WHAT YOU WILL DO:
Rewrite the lines that begin at the one containing "Point out the" and run through the end of the material, replacing "boat hull" with "boat deck" and leaving everything else unchanged. Leave the pictures out of your answer.

DATA TO USE:
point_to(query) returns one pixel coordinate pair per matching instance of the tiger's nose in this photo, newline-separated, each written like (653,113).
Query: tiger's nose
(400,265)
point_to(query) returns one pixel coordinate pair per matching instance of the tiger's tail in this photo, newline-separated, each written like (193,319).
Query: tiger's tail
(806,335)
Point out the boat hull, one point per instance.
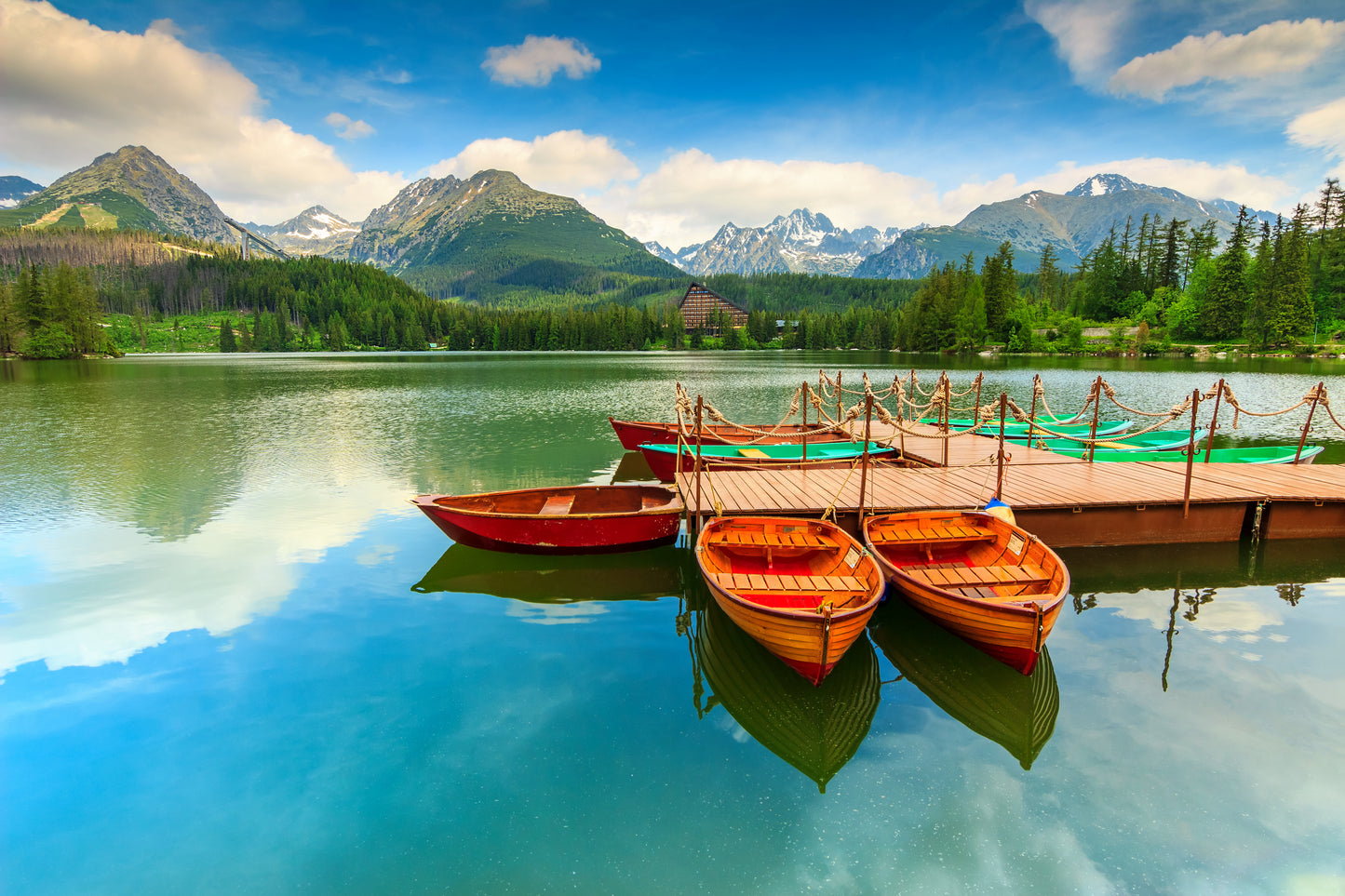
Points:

OUTPUT:
Point out the boat deck, one point per instance.
Points:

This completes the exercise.